*Challenge*
Rewrite all of these lines, requests included, shifting every coordinate in the result points by -149. Leave the requests and their sample point unchanged.

*The data*
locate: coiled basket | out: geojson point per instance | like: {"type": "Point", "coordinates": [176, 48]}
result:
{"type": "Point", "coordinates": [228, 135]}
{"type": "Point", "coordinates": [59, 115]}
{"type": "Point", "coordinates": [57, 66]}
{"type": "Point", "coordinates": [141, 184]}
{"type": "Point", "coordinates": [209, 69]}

*Answer to this exercise*
locate: coiled basket | out: geojson point per instance | like: {"type": "Point", "coordinates": [176, 48]}
result:
{"type": "Point", "coordinates": [79, -14]}
{"type": "Point", "coordinates": [-90, -34]}
{"type": "Point", "coordinates": [-92, -83]}
{"type": "Point", "coordinates": [-8, 35]}
{"type": "Point", "coordinates": [60, -80]}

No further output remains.